--- Extract to read Enclosed Below ---

De novo transcriptome assembly of polyploid organisms: insights from working with diploid and tetraploid wheat

Wheat (Triticum spp.) was domesticated at the dawn of agriculture ~10,000 years ago and has since been adapted to grow in different environments throughout the world. Today, wheat remains among the three most cultivated crops and is a major source of calories and protein for the human population. Cultivated wheat varieties were derived from two species, hexaploid Triticum aestivum (bread wheat) and tetraploid Triticum turgidum (durum or pasta wheat). Similar to many other grasses, wheat originated from interspecific hybridization events that resulted in the AABB genome of T. turgidum and the AABBDD - of T. aestivum. The A genome was contributed by the wild diploid species T. urartu, the B genome by  an extinct Aegilopsspecies from the Section Sitopsis and the D genome by Aegilops tauschii.  Wheat belongs to the Poaceae family (also called Gramineae or true grasses).Other prominent grasses with sequenced genomes include Oryza sativa (rice) and Zea mays (corn). The total size one diploid copy of wheat genome is estimated to be around 6000 Mb; it is 15 times the size of a rice genome and 50 times the size of Arabidopsis genome. Despite the large size of the genome, gene-coding region of wheat is comparable to other grasses and constitutes only 1-2% percent of the total wheat genome.

During this study, we have sequenced and assembled transcriptomes of a tetraploid Triticum turgidum and its closely related diploid relative Triticum urartu. We have examined several parameters affecting the assembly of polyploid wheat compared to the diploid wheat and incorporated additional steps necessary for the genome-specific assembly.

--- End of Enclosed Extract to read ---
--- Recorded data Enclosed Below ---

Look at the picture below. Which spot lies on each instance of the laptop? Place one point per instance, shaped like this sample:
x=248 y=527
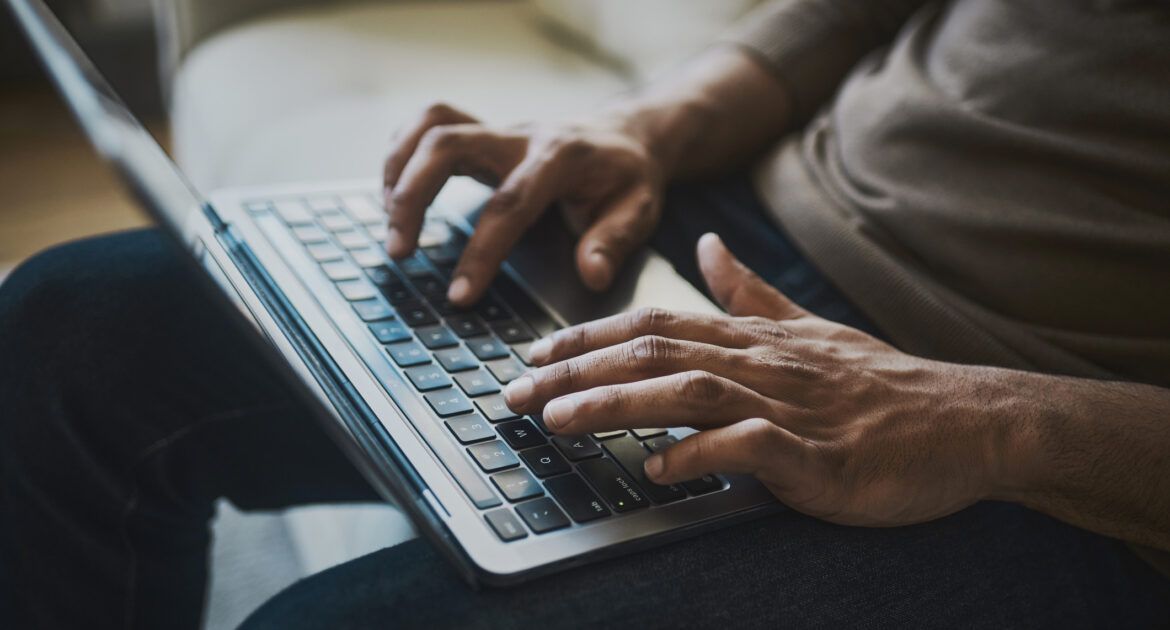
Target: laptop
x=408 y=385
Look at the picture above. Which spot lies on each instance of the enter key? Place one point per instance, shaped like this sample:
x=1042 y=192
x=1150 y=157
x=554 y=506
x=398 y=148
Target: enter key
x=631 y=454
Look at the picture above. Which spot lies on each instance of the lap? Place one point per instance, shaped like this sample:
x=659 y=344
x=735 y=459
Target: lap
x=991 y=566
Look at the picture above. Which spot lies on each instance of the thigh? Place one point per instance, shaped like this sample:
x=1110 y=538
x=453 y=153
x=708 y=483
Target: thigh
x=991 y=566
x=731 y=210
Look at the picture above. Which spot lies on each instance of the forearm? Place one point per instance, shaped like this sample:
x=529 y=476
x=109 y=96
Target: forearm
x=714 y=115
x=1092 y=453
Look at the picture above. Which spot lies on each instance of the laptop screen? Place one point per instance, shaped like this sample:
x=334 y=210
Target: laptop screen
x=110 y=125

--- End of Enclosed Recorded data ---

#### Tasks to perform:
[a] Decide whether each statement below agrees with the wheat passage. Answer yes or no for each, and quote the passage's deciding words exactly.
(i) The A genome of wheat came from the wild diploid species T. urartu.
(ii) One diploid copy of the wheat genome is 50 times the size of a rice genome.
(iii) The gene-coding region makes up only a small fraction of the total wheat genome.
[b] From the wheat passage, extract the text starting at "During this study, we" and ending at "the genome-specific assembly.".
[c] According to the wheat passage, which two wheat species had their transcriptomes sequenced and assembled in the study?

#### List of answers:
[a]
(i) Yes: "The A genome was contributed by the wild diploid species T. urartu"
(ii) No: "it is 15 times the size of a rice genome and 50 times the size of Arabidopsis genome"
(iii) Yes: "constitutes only 1-2% percent of the total wheat genome"

[b]
During this study, we have sequenced and assembled transcriptomes of a tetraploid Triticum turgidum and its closely related diploid relative Triticum urartu. We have examined several parameters affecting the assembly of polyploid wheat compared to the diploid wheat and incorporated additional steps necessary for the genome-specific assembly.

[c] The tetraploid Triticum turgidum and its closely related diploid relative Triticum urartu.